### [What is being asked]
Tally the lines in the entries that contain the word "hand" and reply with only that number.

-- start --

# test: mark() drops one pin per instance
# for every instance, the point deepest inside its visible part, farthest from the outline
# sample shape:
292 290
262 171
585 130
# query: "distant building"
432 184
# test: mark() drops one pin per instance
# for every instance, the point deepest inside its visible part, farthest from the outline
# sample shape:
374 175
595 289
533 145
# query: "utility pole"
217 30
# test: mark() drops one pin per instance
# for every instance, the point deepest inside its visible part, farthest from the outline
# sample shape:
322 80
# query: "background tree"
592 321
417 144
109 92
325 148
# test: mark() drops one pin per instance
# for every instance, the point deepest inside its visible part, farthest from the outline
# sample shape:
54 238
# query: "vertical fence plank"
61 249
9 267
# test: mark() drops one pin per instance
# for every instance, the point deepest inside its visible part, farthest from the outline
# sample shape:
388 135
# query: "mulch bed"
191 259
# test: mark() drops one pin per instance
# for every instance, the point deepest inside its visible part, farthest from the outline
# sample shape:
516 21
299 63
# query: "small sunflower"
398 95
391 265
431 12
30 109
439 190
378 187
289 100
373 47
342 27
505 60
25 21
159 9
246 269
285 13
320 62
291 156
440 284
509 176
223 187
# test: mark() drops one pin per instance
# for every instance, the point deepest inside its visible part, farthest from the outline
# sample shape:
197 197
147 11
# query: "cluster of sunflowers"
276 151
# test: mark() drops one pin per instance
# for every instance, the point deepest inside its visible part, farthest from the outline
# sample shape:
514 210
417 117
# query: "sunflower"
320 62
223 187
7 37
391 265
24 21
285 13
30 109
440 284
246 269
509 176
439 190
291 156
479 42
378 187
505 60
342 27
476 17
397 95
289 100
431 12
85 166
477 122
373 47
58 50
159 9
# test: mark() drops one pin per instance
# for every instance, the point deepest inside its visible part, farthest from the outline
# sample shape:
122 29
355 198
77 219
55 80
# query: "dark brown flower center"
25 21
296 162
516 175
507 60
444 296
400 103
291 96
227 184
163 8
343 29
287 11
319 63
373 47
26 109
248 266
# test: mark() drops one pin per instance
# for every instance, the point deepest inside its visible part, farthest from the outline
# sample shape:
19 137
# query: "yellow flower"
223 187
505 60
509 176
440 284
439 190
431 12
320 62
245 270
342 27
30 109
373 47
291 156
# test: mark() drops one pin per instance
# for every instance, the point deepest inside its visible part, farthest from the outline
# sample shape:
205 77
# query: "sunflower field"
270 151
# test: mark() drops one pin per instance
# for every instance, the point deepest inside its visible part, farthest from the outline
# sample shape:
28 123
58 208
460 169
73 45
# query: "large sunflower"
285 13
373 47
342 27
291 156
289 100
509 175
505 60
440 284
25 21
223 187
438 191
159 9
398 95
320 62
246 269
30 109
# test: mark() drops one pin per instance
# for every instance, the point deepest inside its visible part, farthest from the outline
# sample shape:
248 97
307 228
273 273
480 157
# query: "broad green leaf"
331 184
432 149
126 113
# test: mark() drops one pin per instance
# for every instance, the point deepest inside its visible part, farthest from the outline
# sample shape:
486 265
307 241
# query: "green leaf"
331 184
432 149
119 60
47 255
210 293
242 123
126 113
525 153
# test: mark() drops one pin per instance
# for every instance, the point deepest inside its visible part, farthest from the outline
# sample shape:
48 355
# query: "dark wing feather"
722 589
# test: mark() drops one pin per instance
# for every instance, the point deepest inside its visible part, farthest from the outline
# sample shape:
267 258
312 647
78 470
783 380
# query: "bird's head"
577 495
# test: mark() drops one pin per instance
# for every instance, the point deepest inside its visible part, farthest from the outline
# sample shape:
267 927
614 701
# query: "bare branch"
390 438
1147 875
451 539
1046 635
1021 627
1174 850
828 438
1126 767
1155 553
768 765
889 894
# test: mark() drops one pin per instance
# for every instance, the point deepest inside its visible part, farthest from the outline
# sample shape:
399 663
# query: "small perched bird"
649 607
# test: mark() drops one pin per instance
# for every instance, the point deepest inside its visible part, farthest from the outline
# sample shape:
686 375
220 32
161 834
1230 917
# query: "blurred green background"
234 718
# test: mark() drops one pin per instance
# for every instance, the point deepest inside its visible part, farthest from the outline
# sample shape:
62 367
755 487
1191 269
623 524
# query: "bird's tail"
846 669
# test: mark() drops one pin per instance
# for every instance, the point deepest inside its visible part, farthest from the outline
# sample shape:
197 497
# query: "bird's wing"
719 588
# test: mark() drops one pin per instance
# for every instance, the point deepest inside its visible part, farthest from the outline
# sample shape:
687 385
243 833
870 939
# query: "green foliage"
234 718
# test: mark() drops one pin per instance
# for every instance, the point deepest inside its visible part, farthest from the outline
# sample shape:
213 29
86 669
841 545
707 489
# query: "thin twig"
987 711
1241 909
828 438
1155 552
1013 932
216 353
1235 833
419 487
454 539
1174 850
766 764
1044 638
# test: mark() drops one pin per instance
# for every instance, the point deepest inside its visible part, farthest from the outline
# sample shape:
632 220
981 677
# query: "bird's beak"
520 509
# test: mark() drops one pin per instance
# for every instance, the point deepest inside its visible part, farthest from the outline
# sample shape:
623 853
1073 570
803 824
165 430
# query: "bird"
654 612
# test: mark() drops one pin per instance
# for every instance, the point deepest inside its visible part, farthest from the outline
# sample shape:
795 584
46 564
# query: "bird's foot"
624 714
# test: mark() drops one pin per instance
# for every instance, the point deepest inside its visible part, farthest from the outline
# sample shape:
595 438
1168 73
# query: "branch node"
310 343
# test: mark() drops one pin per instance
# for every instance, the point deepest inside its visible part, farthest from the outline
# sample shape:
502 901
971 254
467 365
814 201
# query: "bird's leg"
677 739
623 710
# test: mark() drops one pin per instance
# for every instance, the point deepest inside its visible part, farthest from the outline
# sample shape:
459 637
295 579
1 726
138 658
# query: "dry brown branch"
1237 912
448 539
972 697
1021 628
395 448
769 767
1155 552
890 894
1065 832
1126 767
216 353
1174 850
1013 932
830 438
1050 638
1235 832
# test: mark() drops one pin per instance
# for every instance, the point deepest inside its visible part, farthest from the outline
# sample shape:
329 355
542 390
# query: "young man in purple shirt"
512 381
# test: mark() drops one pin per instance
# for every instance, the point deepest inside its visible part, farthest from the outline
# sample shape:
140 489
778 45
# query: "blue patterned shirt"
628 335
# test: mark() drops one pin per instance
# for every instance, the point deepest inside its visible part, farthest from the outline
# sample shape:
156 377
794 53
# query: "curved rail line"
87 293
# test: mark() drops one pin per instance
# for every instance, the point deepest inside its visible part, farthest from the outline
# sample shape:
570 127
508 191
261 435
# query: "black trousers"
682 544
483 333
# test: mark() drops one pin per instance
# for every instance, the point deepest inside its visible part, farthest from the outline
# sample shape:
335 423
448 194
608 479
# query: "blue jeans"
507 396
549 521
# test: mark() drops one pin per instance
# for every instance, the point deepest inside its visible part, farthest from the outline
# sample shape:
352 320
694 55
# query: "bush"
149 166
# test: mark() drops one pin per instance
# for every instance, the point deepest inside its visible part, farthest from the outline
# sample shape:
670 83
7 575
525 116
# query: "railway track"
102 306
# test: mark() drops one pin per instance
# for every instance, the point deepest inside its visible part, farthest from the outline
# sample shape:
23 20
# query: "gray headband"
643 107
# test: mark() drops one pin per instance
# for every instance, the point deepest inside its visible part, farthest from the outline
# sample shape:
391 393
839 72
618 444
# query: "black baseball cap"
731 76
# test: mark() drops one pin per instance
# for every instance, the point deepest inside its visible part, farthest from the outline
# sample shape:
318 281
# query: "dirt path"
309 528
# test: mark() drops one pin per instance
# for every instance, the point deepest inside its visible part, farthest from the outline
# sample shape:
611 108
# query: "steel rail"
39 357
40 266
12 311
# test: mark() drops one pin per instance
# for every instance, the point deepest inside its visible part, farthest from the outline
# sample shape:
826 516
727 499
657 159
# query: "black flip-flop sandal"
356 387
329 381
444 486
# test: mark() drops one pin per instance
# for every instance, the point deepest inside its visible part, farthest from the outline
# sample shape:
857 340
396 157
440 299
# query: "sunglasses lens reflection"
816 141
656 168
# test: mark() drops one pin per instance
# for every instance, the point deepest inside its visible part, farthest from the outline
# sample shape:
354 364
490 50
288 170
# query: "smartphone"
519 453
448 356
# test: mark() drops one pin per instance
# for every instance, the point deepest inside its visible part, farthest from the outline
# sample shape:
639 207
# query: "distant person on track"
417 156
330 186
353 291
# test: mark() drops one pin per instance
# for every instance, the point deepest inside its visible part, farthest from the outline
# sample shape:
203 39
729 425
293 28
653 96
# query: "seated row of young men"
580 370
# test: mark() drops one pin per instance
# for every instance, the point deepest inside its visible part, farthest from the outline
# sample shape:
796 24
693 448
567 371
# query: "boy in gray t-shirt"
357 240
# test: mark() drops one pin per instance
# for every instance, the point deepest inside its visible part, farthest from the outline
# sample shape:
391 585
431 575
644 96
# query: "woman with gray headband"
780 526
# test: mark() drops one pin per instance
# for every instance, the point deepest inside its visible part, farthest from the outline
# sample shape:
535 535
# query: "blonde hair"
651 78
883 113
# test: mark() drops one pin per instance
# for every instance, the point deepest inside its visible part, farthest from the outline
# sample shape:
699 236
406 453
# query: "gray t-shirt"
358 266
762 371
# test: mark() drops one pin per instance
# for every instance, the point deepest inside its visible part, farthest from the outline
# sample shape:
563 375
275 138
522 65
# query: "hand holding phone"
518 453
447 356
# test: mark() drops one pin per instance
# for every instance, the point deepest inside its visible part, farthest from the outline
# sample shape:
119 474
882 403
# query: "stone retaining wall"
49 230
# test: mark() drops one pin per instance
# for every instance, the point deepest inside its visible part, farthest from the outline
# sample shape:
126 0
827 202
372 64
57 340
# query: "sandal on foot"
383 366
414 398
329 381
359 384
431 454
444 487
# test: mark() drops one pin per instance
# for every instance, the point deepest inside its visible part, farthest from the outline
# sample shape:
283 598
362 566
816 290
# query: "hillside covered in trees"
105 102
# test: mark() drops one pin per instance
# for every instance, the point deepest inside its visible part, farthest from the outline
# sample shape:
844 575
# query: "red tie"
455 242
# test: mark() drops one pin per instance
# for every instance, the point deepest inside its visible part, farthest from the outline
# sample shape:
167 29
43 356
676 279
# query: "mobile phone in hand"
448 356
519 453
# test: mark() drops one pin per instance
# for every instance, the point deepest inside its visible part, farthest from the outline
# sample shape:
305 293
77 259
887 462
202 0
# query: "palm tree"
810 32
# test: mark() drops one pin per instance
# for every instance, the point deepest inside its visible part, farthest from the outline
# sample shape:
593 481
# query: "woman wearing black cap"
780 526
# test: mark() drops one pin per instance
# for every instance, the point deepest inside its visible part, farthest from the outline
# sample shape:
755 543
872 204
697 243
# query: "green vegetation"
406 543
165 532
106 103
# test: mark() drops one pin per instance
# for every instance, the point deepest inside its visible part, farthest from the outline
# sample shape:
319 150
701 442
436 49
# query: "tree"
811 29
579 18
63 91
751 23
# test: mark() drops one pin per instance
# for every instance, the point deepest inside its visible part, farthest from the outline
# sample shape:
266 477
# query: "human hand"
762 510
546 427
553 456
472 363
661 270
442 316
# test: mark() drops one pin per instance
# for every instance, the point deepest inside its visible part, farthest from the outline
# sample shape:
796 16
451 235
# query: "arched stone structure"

-- end --

### [Result of this exercise]
3